- [WORK TO BE COMPLETED]: Give only the lines from the one containing "of the steep" through the end of the material below, exactly as written.

- [INPUT DATA]:
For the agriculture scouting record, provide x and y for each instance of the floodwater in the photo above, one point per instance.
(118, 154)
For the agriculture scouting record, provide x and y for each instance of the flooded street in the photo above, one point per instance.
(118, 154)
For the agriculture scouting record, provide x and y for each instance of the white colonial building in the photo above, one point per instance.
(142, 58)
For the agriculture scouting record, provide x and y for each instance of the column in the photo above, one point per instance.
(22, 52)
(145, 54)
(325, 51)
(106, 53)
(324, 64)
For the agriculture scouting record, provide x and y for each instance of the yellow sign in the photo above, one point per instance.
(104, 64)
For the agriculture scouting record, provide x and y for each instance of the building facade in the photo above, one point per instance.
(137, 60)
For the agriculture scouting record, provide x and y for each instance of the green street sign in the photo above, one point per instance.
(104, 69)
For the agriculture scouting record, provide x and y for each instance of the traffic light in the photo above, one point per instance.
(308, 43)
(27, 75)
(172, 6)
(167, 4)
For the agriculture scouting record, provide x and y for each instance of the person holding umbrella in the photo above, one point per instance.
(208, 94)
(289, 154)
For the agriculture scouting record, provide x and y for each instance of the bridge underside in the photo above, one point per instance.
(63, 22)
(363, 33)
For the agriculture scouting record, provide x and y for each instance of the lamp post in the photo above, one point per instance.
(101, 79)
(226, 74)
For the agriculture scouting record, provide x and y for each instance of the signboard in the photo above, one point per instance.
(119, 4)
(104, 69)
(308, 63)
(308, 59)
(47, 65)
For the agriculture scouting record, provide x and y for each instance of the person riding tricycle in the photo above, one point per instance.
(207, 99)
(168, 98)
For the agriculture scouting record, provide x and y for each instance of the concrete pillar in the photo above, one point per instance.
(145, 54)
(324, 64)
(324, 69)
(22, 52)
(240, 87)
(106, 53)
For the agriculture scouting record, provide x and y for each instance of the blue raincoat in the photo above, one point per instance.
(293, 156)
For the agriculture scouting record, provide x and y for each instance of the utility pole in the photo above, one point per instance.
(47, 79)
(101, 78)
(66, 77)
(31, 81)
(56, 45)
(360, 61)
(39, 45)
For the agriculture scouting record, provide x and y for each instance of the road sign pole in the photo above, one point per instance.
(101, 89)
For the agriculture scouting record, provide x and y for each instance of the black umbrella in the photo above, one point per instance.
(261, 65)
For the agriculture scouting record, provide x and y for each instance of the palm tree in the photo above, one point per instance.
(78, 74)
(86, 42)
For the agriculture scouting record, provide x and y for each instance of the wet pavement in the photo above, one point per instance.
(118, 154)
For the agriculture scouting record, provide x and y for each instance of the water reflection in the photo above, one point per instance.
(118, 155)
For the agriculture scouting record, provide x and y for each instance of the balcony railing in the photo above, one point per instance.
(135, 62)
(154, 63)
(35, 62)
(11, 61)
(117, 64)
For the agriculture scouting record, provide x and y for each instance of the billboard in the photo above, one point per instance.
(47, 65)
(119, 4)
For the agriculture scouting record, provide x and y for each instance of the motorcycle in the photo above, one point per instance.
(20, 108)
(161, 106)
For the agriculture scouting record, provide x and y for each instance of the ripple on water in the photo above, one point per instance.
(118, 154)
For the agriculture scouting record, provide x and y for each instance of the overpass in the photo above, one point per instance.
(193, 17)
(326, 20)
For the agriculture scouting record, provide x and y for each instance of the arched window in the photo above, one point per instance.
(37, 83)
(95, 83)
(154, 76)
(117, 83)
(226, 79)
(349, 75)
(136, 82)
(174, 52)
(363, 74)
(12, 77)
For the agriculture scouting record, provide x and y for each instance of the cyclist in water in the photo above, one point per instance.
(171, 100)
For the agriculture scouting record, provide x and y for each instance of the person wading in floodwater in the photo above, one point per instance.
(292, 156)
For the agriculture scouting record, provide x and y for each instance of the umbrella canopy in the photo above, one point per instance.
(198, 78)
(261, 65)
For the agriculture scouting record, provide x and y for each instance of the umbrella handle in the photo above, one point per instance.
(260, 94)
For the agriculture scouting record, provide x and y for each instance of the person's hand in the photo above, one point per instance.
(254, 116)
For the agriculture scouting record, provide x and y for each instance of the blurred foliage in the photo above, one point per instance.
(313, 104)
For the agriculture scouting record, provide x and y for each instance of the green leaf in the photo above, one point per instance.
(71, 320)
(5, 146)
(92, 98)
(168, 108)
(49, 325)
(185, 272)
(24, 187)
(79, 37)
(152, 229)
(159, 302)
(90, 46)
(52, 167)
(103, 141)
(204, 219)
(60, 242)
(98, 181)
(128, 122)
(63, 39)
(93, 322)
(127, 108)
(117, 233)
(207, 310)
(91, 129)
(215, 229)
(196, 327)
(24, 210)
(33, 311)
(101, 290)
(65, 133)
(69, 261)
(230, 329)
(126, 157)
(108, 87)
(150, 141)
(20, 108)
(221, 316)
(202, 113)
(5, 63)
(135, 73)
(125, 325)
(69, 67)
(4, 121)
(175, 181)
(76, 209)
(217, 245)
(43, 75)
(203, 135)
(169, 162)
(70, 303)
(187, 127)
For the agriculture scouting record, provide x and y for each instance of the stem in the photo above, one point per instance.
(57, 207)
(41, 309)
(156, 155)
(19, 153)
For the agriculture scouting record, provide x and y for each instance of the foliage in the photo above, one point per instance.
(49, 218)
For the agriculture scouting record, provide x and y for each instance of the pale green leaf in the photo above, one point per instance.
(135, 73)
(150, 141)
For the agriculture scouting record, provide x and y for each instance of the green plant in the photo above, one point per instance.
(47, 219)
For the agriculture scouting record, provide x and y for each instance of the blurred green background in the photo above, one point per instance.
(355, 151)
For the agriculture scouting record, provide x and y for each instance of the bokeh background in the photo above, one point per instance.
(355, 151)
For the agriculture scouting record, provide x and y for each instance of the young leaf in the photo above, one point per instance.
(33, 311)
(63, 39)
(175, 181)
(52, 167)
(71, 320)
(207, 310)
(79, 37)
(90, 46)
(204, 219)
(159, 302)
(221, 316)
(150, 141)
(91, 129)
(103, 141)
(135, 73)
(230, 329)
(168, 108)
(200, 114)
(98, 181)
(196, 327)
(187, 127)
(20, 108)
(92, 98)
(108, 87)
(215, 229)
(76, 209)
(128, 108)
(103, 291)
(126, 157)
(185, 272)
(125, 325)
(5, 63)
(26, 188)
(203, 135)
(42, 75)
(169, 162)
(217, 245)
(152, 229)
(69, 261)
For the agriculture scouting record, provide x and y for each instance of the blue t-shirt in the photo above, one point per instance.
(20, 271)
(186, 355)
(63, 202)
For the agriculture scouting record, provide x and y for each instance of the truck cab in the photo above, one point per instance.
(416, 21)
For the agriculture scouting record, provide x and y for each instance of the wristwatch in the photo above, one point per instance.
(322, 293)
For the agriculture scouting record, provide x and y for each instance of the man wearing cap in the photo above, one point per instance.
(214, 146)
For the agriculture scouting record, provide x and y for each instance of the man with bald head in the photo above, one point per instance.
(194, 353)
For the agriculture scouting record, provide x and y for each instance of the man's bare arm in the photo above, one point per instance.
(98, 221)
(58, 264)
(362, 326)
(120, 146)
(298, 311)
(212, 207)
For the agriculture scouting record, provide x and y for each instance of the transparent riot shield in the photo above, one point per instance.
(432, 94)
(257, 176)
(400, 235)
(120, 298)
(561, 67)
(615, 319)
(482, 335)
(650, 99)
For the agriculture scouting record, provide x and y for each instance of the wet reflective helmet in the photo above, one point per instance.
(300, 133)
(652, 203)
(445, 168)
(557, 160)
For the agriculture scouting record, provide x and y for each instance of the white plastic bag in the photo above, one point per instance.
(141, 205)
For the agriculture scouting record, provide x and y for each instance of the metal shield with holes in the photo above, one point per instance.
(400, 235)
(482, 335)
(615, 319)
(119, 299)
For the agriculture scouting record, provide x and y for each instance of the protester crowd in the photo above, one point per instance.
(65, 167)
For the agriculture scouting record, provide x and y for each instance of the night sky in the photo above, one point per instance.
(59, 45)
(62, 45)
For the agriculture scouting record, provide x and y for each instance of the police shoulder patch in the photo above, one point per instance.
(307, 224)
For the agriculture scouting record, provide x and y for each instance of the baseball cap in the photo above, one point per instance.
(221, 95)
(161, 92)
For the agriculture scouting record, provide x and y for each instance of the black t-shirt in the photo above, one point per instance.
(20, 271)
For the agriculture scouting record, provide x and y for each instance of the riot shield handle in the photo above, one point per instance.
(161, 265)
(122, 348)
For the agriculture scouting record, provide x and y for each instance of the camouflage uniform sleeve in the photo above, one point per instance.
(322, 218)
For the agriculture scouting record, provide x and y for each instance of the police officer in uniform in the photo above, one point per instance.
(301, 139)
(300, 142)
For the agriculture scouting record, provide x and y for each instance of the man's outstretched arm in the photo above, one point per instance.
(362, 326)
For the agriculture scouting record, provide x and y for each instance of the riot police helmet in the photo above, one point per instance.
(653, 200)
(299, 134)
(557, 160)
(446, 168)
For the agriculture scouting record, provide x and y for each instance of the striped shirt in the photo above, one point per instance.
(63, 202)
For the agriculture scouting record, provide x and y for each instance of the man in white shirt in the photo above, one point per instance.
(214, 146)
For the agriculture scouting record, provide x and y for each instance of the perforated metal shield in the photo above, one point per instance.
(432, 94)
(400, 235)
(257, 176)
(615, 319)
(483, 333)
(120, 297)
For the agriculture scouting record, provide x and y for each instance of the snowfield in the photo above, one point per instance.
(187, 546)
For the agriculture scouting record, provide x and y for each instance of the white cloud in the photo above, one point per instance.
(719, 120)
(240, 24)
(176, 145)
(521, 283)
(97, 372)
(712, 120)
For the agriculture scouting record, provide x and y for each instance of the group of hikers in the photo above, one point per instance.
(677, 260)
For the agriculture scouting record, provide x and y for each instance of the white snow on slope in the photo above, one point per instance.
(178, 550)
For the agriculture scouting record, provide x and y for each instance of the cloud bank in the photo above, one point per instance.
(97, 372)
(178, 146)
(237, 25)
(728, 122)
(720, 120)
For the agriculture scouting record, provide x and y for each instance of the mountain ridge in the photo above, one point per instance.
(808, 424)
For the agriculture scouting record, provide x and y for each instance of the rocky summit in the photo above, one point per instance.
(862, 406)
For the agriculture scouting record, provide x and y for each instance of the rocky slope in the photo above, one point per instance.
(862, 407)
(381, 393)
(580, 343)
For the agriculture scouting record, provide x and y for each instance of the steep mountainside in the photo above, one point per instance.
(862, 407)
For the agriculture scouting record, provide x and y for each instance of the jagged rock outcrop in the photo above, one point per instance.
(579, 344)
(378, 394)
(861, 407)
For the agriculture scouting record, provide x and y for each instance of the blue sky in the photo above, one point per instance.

- [YOUR SOLUTION]:
For the agriculture scouting record, provide x and y for each instance of the steep mountainside in the photo above, one point per instance.
(862, 407)
For the agriculture scouting record, provide x and y for each instance of the jagged rock outcrop in the photo above, one point per instance.
(579, 344)
(378, 394)
(861, 407)
For the agriculture scouting record, provide x and y for each instance of the blue sky in the photo above, one point per instance.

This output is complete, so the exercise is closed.